Polyclonal antibodies binding to human TGF-beta1 and human TGF-beta2 against both neutralizing and non-neutralizing epitopes have been raised in rabbits (Danielpour et al., Growth Factors, 2: 61-71 (1989); Roberts et al. Growth Factors, 3: 277-286 (1990)), chickens (R&D Systems, Minneapolis) and turkeys (Danielpour et al., J. Cell Physiol., 138: 79-86 (1989); Danielpour and Sporn, J. Cell Biochem., 13B: 84 (1989)).
Peptides representing partial or complete TGF-beta sequences have also been used as immunogens to raise neutralizing polyclonal antisera in rabbits. Ellingsworth et al., J. Biol. Chem., 261: 12362 (1986); Ellingsworth et al., Cell. Immunol., 114: 41 (1988); Border et al. Nature, 346: 371-374 (1990); Flanders, Biochemistry 27: 739-746 (1988); Flanders et al., Growth Factors, 3: 45-52 (1990); Flanders et al., Development, 113: 183-191 (1991). In addition, there have been limited reports of isolation of mouse monoclonal antibodies against TGF-beta. Following immunization with bovine TGF-beta2 (identical to human TGF-beta2), three non-neutralizing monoclonal antibodies were isolated that are specific for TGF-beta2 and one neutralizing antibody that is specific for TGF-beta1 and TGF-beta2. Dasch et al., J. Immunol., 142: 1536-1541 (1989). In another report, following immunization with human TGF-beta1, neutralizing antibodies were isolated that were either specific for TGF-beta1 or cross-reacted with TGF-beta1, TGF-beta2 and TGF-beta3. Lucas et al., J. Immunol., 145: 1415-1422 (1990). Polyclonal antisera to human and porcine TGF-beta (Keski-Oja et al., Cancer Res., 47: 6451-6458 (1987)) and to porcine TGF-beta2 (Rosa et al., Science, 239: 783-785 (1988)) have been shown to neutralize the biological activity of TGF-beta1 and TGF-beta2, respectively. Rabbit anti-TGF-beta serum is described in Roberts et al., Proc. Natl. Acad. Sci. USA, 83: 4167-4171 (1986). In addition, RIAs against TGF-beta1 using rabbit antiserum have been established to quantitate the released protein during platelet aggregation. Assoian and Sporn, J. Cell Biol., 102: 12178-1223 (1986).

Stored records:
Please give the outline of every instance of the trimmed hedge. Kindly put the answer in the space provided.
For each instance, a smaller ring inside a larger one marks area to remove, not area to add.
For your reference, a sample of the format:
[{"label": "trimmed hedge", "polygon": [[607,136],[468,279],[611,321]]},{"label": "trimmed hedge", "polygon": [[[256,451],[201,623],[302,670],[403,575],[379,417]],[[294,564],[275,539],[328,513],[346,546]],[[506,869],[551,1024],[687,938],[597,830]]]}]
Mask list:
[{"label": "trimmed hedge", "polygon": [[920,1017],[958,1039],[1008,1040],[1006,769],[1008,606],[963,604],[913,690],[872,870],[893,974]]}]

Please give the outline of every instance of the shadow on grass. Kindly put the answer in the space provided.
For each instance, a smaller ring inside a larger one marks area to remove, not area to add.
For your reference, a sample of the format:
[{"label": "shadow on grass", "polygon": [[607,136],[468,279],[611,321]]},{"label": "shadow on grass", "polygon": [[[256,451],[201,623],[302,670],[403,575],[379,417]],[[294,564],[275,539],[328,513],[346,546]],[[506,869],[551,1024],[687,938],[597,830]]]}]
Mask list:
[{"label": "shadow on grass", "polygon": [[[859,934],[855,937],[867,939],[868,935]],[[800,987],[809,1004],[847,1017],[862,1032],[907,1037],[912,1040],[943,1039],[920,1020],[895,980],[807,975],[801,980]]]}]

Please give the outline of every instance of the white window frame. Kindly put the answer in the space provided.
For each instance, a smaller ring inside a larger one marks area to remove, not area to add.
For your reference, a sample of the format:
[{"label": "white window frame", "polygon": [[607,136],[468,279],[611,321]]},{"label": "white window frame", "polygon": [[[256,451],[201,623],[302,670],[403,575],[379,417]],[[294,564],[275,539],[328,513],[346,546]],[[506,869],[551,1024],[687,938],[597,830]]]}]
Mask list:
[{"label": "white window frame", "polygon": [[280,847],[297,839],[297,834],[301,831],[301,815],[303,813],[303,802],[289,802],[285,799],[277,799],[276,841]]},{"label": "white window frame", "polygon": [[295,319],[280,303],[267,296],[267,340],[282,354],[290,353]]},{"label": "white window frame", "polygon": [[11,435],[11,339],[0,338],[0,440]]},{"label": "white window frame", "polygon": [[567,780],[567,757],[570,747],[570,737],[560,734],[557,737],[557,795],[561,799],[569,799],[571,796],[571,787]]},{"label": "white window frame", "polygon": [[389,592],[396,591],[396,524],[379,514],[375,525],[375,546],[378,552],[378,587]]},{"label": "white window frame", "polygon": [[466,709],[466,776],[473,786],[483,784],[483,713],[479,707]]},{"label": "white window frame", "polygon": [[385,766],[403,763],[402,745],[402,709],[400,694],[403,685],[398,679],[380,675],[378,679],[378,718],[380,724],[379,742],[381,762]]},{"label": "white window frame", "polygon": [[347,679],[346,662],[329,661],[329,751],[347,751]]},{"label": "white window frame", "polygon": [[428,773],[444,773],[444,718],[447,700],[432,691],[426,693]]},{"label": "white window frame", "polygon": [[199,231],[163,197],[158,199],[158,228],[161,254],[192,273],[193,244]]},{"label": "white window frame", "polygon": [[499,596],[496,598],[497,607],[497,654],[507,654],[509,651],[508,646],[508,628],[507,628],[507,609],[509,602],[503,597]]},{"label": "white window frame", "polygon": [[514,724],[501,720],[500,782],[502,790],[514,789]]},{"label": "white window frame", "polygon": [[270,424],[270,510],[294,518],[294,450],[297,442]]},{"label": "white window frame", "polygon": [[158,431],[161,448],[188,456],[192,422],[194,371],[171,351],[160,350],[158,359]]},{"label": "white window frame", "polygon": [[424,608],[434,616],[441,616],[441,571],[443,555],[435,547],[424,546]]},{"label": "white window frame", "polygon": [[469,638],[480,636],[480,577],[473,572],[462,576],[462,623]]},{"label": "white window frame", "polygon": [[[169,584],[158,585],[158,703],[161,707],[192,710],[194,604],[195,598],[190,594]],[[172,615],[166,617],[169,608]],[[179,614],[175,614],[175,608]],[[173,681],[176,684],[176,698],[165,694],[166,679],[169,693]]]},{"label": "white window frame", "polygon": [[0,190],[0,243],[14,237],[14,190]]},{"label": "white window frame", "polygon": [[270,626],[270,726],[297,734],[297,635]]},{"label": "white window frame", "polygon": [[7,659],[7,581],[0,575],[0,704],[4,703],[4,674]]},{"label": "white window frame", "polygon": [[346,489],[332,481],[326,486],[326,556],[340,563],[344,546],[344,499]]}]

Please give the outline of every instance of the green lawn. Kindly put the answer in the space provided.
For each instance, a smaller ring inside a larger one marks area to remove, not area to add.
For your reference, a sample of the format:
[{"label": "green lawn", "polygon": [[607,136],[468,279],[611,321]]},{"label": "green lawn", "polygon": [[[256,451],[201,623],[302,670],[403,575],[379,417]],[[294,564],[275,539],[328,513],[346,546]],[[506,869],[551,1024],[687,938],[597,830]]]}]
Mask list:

== EXPLORE THE MATERIAL ==
**1.** According to the TGF-beta antibody text, in which animals have polyclonal antibodies binding to human TGF-beta1 and human TGF-beta2 been raised?
**2.** Copy the stretch of the TGF-beta antibody text from "Polyclonal antibodies binding" through "13B: 84 (1989)).".

== EXPECTED RESPONSES ==
**1.** Rabbits, chickens and turkeys.

**2.**
Polyclonal antibodies binding to human TGF-beta1 and human TGF-beta2 against both neutralizing and non-neutralizing epitopes have been raised in rabbits (Danielpour et al., Growth Factors, 2: 61-71 (1989); Roberts et al. Growth Factors, 3: 277-286 (1990)), chickens (R&D Systems, Minneapolis) and turkeys (Danielpour et al., J. Cell Physiol., 138: 79-86 (1989); Danielpour and Sporn, J. Cell Biochem., 13B: 84 (1989)).